== Segment start ==

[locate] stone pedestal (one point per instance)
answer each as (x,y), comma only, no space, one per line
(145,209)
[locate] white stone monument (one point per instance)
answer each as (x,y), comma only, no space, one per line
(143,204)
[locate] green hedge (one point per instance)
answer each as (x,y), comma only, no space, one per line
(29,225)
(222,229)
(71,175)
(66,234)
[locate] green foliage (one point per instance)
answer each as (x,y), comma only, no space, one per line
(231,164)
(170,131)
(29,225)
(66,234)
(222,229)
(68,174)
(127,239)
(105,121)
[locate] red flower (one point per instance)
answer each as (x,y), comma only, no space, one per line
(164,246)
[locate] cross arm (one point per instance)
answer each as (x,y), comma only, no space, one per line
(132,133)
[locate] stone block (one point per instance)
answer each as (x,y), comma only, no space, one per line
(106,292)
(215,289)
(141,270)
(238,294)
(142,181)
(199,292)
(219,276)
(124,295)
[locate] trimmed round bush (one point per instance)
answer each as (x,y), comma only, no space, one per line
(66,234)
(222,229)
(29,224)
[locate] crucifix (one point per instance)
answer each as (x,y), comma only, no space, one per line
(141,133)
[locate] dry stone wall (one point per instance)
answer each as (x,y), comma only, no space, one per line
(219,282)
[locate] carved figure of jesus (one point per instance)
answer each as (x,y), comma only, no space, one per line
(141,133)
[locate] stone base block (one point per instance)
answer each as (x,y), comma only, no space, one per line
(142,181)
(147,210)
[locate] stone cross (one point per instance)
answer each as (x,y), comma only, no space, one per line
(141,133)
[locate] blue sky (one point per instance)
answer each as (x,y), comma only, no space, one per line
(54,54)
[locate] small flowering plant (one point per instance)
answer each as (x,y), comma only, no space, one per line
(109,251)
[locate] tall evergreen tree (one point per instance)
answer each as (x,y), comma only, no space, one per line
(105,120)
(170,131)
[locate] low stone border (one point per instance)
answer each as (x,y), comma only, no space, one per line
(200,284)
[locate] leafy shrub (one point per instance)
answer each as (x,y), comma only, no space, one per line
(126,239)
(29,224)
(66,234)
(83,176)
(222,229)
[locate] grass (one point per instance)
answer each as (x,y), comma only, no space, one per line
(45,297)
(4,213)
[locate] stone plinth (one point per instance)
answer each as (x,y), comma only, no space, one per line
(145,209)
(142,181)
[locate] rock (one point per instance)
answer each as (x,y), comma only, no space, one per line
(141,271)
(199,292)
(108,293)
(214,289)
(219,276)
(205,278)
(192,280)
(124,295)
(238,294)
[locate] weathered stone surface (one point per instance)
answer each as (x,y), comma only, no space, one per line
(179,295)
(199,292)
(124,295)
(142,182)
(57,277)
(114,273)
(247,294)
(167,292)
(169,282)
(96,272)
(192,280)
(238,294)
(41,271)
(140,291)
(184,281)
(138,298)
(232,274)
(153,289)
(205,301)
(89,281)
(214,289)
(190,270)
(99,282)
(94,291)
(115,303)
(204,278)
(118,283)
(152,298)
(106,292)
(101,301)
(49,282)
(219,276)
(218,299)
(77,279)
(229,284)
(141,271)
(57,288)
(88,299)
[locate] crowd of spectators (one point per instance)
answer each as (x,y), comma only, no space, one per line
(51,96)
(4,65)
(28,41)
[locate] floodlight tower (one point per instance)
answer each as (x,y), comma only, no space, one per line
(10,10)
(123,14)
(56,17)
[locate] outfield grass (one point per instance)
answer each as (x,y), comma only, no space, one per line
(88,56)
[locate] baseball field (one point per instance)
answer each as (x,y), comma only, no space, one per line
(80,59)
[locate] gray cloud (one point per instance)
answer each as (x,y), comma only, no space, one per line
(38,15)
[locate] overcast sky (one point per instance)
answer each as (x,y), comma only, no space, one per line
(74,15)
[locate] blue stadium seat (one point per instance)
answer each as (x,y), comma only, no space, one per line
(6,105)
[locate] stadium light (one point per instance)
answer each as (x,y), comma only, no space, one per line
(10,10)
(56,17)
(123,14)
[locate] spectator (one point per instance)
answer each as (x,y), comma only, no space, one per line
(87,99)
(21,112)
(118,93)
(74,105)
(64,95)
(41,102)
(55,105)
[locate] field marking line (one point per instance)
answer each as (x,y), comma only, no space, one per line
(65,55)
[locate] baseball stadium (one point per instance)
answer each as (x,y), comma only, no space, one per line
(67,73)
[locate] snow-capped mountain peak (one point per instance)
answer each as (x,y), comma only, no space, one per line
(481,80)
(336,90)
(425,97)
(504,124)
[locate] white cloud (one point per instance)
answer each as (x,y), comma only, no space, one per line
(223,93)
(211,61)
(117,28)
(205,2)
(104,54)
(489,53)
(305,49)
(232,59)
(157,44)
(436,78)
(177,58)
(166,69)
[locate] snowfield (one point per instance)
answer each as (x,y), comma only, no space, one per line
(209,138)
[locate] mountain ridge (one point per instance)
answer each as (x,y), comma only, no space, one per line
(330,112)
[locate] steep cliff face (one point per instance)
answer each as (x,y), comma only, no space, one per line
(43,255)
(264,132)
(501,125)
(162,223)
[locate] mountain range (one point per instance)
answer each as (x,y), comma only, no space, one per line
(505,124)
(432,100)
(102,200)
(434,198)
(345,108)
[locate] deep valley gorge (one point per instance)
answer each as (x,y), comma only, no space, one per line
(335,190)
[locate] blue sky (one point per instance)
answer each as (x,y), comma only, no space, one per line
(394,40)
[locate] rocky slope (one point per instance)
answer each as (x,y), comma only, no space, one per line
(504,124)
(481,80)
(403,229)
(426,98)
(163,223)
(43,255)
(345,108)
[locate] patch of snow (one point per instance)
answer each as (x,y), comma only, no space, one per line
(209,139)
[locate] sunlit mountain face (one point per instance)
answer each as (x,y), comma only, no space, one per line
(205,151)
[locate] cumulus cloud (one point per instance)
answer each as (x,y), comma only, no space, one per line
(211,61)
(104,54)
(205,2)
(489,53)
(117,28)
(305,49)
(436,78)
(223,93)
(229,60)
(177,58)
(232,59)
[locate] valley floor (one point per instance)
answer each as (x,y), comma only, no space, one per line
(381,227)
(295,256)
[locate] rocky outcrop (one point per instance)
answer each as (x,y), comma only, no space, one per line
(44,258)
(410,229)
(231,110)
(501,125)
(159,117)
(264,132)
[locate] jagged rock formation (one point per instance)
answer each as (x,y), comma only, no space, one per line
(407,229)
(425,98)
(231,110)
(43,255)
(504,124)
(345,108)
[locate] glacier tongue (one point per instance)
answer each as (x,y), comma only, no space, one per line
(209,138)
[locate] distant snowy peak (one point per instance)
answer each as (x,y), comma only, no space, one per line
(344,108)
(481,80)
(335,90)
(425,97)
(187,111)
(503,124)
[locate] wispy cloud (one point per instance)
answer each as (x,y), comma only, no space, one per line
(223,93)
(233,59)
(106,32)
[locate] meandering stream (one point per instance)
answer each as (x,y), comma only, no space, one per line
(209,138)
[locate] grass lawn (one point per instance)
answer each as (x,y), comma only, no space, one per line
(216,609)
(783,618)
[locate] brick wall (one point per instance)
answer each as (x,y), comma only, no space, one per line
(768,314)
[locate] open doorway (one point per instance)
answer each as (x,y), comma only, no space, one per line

== Segment end ==

== WHAT YOU NEED TO DO ==
Across the entries, each line containing the word "peak" is to be counted once; the total alone is to be given.

== TASK RESULT ==
2